begin

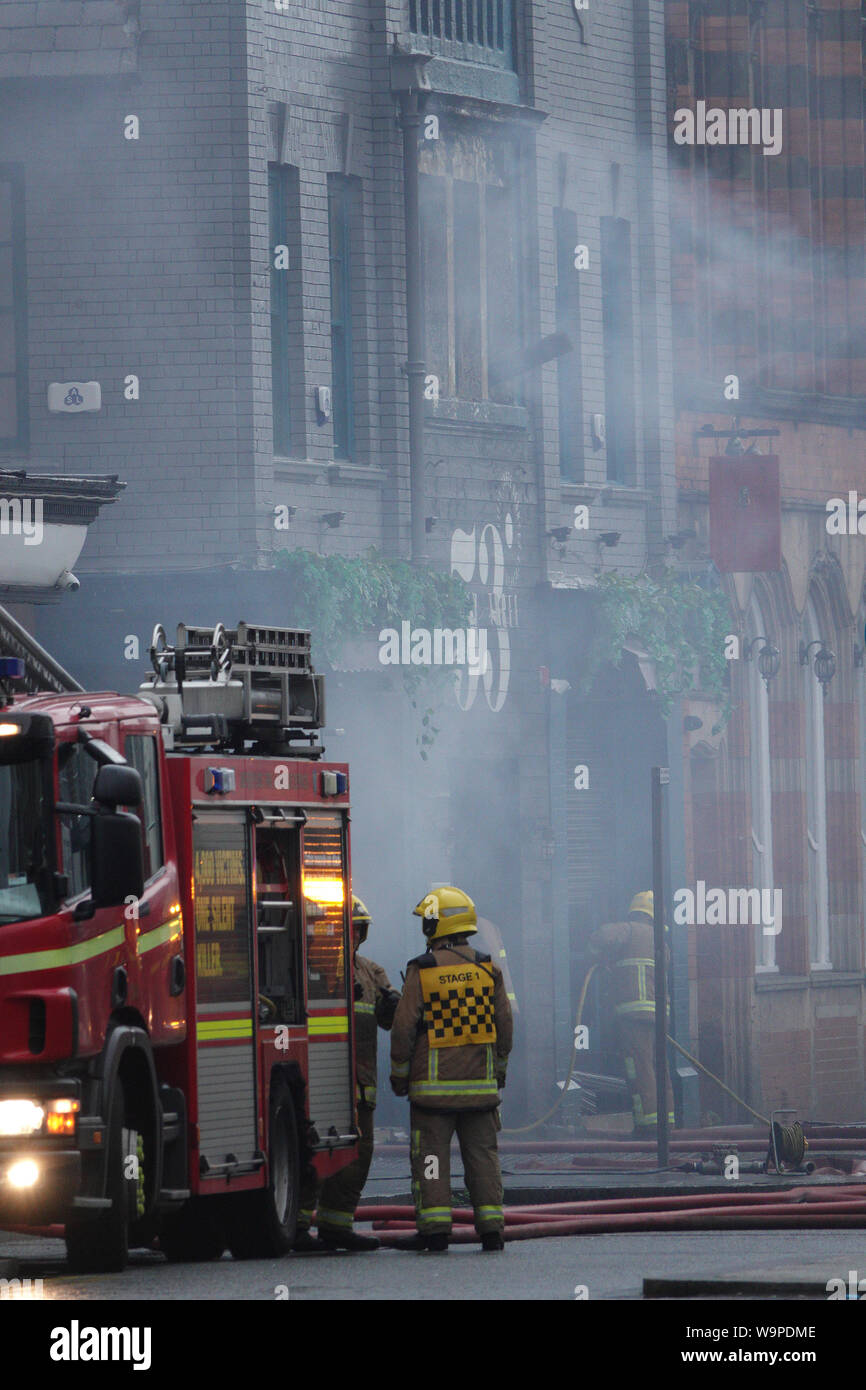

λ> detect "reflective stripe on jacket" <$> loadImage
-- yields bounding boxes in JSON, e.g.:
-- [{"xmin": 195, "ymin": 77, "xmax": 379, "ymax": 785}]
[
  {"xmin": 354, "ymin": 955, "xmax": 391, "ymax": 1108},
  {"xmin": 589, "ymin": 922, "xmax": 670, "ymax": 1017},
  {"xmin": 391, "ymin": 945, "xmax": 513, "ymax": 1111}
]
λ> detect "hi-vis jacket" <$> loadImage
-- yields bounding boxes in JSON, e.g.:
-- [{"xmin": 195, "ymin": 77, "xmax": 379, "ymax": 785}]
[
  {"xmin": 589, "ymin": 922, "xmax": 670, "ymax": 1019},
  {"xmin": 391, "ymin": 945, "xmax": 512, "ymax": 1111},
  {"xmin": 354, "ymin": 955, "xmax": 391, "ymax": 1109}
]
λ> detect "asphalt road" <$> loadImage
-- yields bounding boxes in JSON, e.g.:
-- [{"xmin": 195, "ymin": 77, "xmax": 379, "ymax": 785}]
[{"xmin": 0, "ymin": 1226, "xmax": 866, "ymax": 1302}]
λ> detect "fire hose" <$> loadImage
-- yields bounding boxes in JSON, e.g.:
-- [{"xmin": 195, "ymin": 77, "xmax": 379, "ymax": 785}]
[{"xmin": 359, "ymin": 1187, "xmax": 866, "ymax": 1245}]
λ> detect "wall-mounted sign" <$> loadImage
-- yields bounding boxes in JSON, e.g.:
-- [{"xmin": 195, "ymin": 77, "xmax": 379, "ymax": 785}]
[
  {"xmin": 709, "ymin": 453, "xmax": 781, "ymax": 574},
  {"xmin": 49, "ymin": 381, "xmax": 103, "ymax": 414}
]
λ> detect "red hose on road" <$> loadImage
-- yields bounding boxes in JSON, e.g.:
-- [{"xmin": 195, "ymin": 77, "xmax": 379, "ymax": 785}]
[
  {"xmin": 375, "ymin": 1130, "xmax": 866, "ymax": 1156},
  {"xmin": 359, "ymin": 1187, "xmax": 866, "ymax": 1245},
  {"xmin": 359, "ymin": 1183, "xmax": 866, "ymax": 1222},
  {"xmin": 369, "ymin": 1202, "xmax": 866, "ymax": 1245}
]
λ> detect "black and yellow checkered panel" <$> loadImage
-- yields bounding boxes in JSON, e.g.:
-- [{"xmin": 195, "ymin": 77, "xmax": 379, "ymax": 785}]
[{"xmin": 418, "ymin": 963, "xmax": 496, "ymax": 1047}]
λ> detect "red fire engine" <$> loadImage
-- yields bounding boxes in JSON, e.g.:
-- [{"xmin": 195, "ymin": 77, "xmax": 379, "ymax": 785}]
[{"xmin": 0, "ymin": 623, "xmax": 357, "ymax": 1270}]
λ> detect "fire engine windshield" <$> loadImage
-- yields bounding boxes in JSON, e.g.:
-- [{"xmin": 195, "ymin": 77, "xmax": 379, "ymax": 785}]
[{"xmin": 0, "ymin": 759, "xmax": 51, "ymax": 926}]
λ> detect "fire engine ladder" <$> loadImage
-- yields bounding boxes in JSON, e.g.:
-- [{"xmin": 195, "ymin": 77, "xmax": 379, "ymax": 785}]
[
  {"xmin": 0, "ymin": 607, "xmax": 83, "ymax": 695},
  {"xmin": 140, "ymin": 623, "xmax": 325, "ymax": 758}
]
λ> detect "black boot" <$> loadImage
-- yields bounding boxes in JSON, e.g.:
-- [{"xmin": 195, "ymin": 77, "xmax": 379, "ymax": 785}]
[
  {"xmin": 292, "ymin": 1229, "xmax": 328, "ymax": 1255},
  {"xmin": 318, "ymin": 1226, "xmax": 379, "ymax": 1250},
  {"xmin": 481, "ymin": 1230, "xmax": 505, "ymax": 1251},
  {"xmin": 393, "ymin": 1230, "xmax": 448, "ymax": 1252}
]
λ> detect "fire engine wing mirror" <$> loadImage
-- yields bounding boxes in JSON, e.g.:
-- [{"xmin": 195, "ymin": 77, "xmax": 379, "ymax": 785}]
[
  {"xmin": 90, "ymin": 811, "xmax": 145, "ymax": 908},
  {"xmin": 93, "ymin": 763, "xmax": 142, "ymax": 806}
]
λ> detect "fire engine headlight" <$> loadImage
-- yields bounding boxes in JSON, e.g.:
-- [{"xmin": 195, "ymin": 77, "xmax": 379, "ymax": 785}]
[
  {"xmin": 0, "ymin": 1101, "xmax": 44, "ymax": 1137},
  {"xmin": 6, "ymin": 1158, "xmax": 39, "ymax": 1187}
]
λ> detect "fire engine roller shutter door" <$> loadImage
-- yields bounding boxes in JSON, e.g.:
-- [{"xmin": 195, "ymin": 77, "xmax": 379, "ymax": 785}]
[
  {"xmin": 302, "ymin": 812, "xmax": 353, "ymax": 1144},
  {"xmin": 193, "ymin": 810, "xmax": 257, "ymax": 1169}
]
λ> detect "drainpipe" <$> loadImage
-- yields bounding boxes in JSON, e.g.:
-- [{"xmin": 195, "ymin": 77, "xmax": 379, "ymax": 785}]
[{"xmin": 391, "ymin": 43, "xmax": 432, "ymax": 564}]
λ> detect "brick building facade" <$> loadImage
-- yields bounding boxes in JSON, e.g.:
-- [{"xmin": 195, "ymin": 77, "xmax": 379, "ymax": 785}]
[
  {"xmin": 6, "ymin": 0, "xmax": 866, "ymax": 1113},
  {"xmin": 667, "ymin": 0, "xmax": 866, "ymax": 1119}
]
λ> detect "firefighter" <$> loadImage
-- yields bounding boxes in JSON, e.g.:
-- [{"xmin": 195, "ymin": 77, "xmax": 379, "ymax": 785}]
[
  {"xmin": 391, "ymin": 887, "xmax": 512, "ymax": 1251},
  {"xmin": 589, "ymin": 892, "xmax": 674, "ymax": 1136},
  {"xmin": 295, "ymin": 894, "xmax": 400, "ymax": 1251}
]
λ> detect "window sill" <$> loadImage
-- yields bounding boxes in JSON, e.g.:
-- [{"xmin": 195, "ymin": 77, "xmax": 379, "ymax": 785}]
[
  {"xmin": 559, "ymin": 478, "xmax": 649, "ymax": 507},
  {"xmin": 274, "ymin": 457, "xmax": 388, "ymax": 488},
  {"xmin": 755, "ymin": 970, "xmax": 809, "ymax": 992},
  {"xmin": 809, "ymin": 967, "xmax": 866, "ymax": 990},
  {"xmin": 755, "ymin": 969, "xmax": 866, "ymax": 992},
  {"xmin": 424, "ymin": 398, "xmax": 530, "ymax": 430}
]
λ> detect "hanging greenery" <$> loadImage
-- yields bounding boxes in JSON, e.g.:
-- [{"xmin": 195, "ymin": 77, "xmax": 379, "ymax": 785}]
[
  {"xmin": 275, "ymin": 548, "xmax": 471, "ymax": 760},
  {"xmin": 582, "ymin": 569, "xmax": 731, "ymax": 731},
  {"xmin": 275, "ymin": 546, "xmax": 471, "ymax": 670}
]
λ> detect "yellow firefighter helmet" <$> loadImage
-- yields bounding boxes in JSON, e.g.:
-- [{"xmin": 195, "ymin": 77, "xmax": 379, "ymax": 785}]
[
  {"xmin": 352, "ymin": 892, "xmax": 370, "ymax": 945},
  {"xmin": 628, "ymin": 890, "xmax": 655, "ymax": 922},
  {"xmin": 411, "ymin": 884, "xmax": 478, "ymax": 941}
]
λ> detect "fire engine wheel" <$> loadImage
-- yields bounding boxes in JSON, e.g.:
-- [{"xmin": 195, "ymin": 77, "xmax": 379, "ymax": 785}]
[
  {"xmin": 65, "ymin": 1081, "xmax": 138, "ymax": 1273},
  {"xmin": 228, "ymin": 1086, "xmax": 300, "ymax": 1259}
]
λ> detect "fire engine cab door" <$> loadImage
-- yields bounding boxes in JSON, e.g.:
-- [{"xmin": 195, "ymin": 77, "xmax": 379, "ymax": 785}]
[
  {"xmin": 193, "ymin": 808, "xmax": 260, "ymax": 1176},
  {"xmin": 302, "ymin": 809, "xmax": 354, "ymax": 1148}
]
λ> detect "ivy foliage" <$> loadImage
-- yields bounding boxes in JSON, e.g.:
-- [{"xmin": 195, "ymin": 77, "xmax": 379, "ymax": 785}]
[
  {"xmin": 277, "ymin": 548, "xmax": 471, "ymax": 762},
  {"xmin": 275, "ymin": 548, "xmax": 471, "ymax": 662},
  {"xmin": 582, "ymin": 569, "xmax": 731, "ymax": 724}
]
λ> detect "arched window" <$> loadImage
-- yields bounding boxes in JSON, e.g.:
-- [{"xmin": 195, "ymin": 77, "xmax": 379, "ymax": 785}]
[
  {"xmin": 746, "ymin": 596, "xmax": 778, "ymax": 970},
  {"xmin": 802, "ymin": 599, "xmax": 831, "ymax": 970}
]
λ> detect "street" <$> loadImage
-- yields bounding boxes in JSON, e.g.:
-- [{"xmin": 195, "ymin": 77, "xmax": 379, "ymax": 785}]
[{"xmin": 0, "ymin": 1226, "xmax": 866, "ymax": 1302}]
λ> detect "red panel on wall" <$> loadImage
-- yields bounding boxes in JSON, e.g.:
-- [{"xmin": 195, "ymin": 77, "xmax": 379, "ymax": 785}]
[{"xmin": 709, "ymin": 453, "xmax": 781, "ymax": 574}]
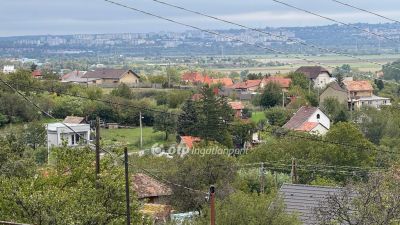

end

Task prompt
How many of the lines above contain the string "hose"? Case matters. Give only the number.

Solved exercise
2